> **What needs to be done**:
A faithful repeat of all the records, with no image kept, is the required answer.

> **Exercise material**:
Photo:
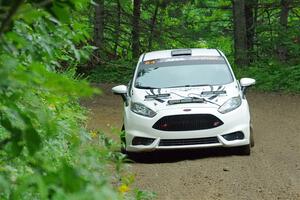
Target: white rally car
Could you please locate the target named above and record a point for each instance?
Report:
(185, 98)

> **Output**:
Photo:
Target: white rally car
Could you please locate the target named above and record a point for each instance?
Report:
(185, 98)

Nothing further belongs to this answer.